- [WRITTEN REQUEST]: Please copy all the data below line for line, changing nothing.
____ DATA LISTING
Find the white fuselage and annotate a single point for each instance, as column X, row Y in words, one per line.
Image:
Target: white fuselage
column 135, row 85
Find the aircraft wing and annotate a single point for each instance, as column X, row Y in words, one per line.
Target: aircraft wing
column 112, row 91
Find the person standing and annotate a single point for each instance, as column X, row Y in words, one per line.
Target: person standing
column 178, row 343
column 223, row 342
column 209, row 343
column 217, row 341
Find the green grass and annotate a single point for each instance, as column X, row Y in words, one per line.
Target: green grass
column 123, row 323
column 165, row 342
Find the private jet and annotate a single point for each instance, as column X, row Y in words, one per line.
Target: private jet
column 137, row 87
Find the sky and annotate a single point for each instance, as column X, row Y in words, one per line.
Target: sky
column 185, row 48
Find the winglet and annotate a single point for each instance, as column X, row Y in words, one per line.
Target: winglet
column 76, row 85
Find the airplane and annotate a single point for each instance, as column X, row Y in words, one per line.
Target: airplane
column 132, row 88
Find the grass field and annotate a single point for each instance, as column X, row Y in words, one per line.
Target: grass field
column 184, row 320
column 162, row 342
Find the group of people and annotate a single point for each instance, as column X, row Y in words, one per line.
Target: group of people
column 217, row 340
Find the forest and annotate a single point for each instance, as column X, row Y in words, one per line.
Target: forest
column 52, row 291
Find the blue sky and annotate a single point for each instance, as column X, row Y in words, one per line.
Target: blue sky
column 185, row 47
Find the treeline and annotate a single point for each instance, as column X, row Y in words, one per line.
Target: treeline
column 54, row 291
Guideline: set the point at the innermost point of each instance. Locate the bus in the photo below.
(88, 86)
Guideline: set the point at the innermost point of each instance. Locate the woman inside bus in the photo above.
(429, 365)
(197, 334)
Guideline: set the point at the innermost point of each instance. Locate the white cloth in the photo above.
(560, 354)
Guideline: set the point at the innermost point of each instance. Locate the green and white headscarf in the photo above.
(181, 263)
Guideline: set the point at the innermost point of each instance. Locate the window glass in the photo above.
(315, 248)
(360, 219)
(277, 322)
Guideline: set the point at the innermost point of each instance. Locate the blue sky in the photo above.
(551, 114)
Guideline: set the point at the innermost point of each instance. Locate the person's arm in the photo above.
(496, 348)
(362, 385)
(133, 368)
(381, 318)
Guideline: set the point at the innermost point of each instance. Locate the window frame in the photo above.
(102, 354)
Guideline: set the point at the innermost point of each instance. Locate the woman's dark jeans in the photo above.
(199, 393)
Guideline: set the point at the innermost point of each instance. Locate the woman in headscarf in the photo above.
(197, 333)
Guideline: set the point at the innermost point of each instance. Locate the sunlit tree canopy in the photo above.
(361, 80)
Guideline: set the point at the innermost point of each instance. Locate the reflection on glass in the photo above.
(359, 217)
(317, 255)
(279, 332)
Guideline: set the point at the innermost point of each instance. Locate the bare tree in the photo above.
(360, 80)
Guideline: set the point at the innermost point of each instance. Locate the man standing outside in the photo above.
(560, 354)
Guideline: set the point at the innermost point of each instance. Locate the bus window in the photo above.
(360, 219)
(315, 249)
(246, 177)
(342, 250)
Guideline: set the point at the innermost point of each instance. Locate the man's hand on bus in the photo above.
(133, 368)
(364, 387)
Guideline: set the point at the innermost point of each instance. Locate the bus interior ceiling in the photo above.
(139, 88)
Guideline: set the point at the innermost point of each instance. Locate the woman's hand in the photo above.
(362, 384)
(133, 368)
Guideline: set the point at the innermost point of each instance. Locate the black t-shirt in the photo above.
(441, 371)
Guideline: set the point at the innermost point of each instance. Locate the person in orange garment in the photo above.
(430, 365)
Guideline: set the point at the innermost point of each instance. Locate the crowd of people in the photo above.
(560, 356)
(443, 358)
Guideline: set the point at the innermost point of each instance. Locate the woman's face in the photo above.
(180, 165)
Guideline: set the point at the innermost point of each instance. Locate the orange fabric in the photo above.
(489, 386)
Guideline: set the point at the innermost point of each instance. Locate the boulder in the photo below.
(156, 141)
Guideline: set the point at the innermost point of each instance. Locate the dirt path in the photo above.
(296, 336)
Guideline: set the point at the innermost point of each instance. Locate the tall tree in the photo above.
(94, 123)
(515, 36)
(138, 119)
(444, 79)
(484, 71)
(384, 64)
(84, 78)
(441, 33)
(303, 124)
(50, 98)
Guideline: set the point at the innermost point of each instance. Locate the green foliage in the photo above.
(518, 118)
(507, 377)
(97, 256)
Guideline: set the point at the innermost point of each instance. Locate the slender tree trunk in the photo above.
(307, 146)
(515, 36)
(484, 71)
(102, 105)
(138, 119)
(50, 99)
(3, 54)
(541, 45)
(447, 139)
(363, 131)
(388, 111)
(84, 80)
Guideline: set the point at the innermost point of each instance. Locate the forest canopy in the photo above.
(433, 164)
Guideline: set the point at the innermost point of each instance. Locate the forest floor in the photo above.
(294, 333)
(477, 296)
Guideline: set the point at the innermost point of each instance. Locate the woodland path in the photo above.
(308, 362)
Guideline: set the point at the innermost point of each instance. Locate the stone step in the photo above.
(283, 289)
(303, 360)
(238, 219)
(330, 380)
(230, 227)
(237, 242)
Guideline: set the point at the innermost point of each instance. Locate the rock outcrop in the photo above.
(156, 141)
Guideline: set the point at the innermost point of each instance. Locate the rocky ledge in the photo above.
________
- [REPLY]:
Find the white fuselage and annotate a single point for each instance, as column X, row Y in words, one per line.
Image:
Target: white fuselage
column 135, row 85
Find the aircraft wing and annotate a single point for each instance, as column X, row Y in words, one per line.
Target: aircraft wing
column 112, row 91
Find the person standing and annotate a single point for each instance, as column X, row Y in words, one per line.
Target: person standing
column 178, row 343
column 223, row 342
column 209, row 343
column 217, row 341
Find the green grass and annotate a single point for each instance, as column X, row Y in words, one per line.
Target: green grass
column 123, row 323
column 165, row 342
Find the private jet and annotate a single point for each instance, as column X, row Y in words, one per line.
Target: private jet
column 137, row 87
Find the sky and annotate a single point for each instance, as column X, row Y in words, one per line.
Target: sky
column 185, row 48
Find the winglet and annotate a single point for each instance, as column X, row Y in words, one per line.
Target: winglet
column 76, row 85
Find the airplane and annotate a single point for each instance, as column X, row Y in words, one per line.
Target: airplane
column 132, row 88
Find the grass field and annotate a single point for each instance, as column X, row Y in words, one per line.
Target: grass field
column 184, row 320
column 162, row 342
Find the group of people and annotate a single point for each instance, as column X, row Y in words, one per line.
Target: group of people
column 217, row 340
Find the forest and annotate a single point for each instance, as column X, row Y in words, one per line.
Target: forest
column 52, row 291
Find the blue sky and annotate a single point for each instance, as column X, row Y in words, one per line.
Target: blue sky
column 185, row 47
Find the treeline and annotate a single point for each instance, as column X, row Y in words, one per line.
Target: treeline
column 54, row 291
Guideline: set the point at the innermost point of each instance. Locate the bus in the photo below.
(88, 86)
Guideline: set the point at the innermost point of each instance. Locate the woman inside bus in the photo above.
(429, 365)
(197, 334)
Guideline: set the point at the innermost point of each instance. Locate the white cloth in the photo above.
(560, 354)
Guideline: set the point at the innermost point of each instance. Locate the green and white headscarf in the photo above.
(181, 263)
Guideline: set the point at the innermost point of each instance. Locate the window glass in the photo above.
(315, 248)
(360, 219)
(277, 322)
Guideline: set the point at the innermost point of each instance. Locate the blue sky in the photo above.
(551, 114)
Guideline: set the point at the innermost point of each instance. Locate the person's arm in the photo above.
(496, 348)
(362, 385)
(133, 368)
(381, 318)
Guideline: set the point at the innermost point of each instance. Locate the window frame in the photo above.
(102, 354)
Guideline: set the point at the innermost point of each instance. Locate the woman's dark jeans in the photo above.
(199, 393)
Guideline: set the point at the innermost point of each instance. Locate the woman in headscarf in the photo above.
(197, 333)
Guideline: set the point at the innermost point of each instance. Locate the sunlit tree canopy in the photo above.
(361, 80)
Guideline: set the point at the innermost point of each instance. Locate the reflection on glass in the photo above.
(359, 217)
(317, 255)
(279, 332)
Guideline: set the point at the innermost point of each instance. Locate the bare tree in the photo above.
(360, 80)
Guideline: set the point at the innermost point of each instance. Locate the man standing outside in the photo above.
(560, 354)
Guideline: set the point at the innermost point of each instance. Locate the bus window in the photo above.
(360, 219)
(315, 249)
(246, 177)
(342, 250)
Guideline: set the point at the innermost point of each instance. Locate the man's hand on bus in the photo above.
(133, 368)
(364, 387)
Guideline: set the point at the innermost point of each instance. Locate the bus interior ceiling in the photo above.
(139, 88)
Guideline: set the point at the innermost point of each instance. Locate the woman's hand in the photo above.
(362, 384)
(133, 368)
Guideline: set the point at the innermost point of each instance. Locate the black t-shirt in the photo above.
(441, 371)
Guideline: set the point at the innermost point of each instance. Locate the person in orange garment in the photo above.
(430, 365)
Guideline: set the point at the innermost point of each instance. Locate the crowd of people in the photo above.
(560, 356)
(443, 358)
Guideline: set the point at the innermost point of each instance. Locate the woman's face in the photo above.
(180, 165)
Guideline: set the point at the innermost point of each instance. Locate the orange fabric in the photo above.
(489, 386)
Guideline: set the point at the innermost point of each instance. Locate the boulder in the photo below.
(156, 141)
Guideline: set the point at the innermost point of each instance. Locate the dirt path in the photo above.
(296, 336)
Guideline: set the point at the innermost point of each instance. Locate the tall tree in the photo above.
(94, 123)
(515, 36)
(138, 119)
(444, 79)
(484, 71)
(384, 64)
(84, 78)
(441, 33)
(303, 124)
(50, 98)
Guideline: set the point at the innermost point of each instance. Locate the green foliage in the photo above.
(518, 118)
(507, 377)
(97, 256)
Guideline: set the point at the innermost point of each instance. Locate the slender tree trunk in the photo above.
(307, 146)
(515, 36)
(484, 71)
(102, 105)
(138, 119)
(50, 99)
(3, 54)
(541, 45)
(447, 139)
(363, 131)
(388, 111)
(84, 80)
Guideline: set the point at the innermost point of each instance. Locate the forest canopy in the photo above.
(433, 164)
Guideline: set the point at the innermost point of each instance. Locate the forest floor in the photo above.
(294, 333)
(477, 296)
Guideline: set the point at the innermost point of each instance. Locate the woodland path in the photo above.
(308, 362)
Guideline: set the point at the innermost point of each instance. Locate the stone step in the photo above.
(283, 289)
(303, 360)
(238, 219)
(330, 380)
(230, 227)
(237, 242)
Guideline: set the point at the innermost point of each instance. Locate the rock outcrop in the photo above.
(156, 141)
Guideline: set the point at the innermost point of each instance. Locate the rocky ledge in the photo above.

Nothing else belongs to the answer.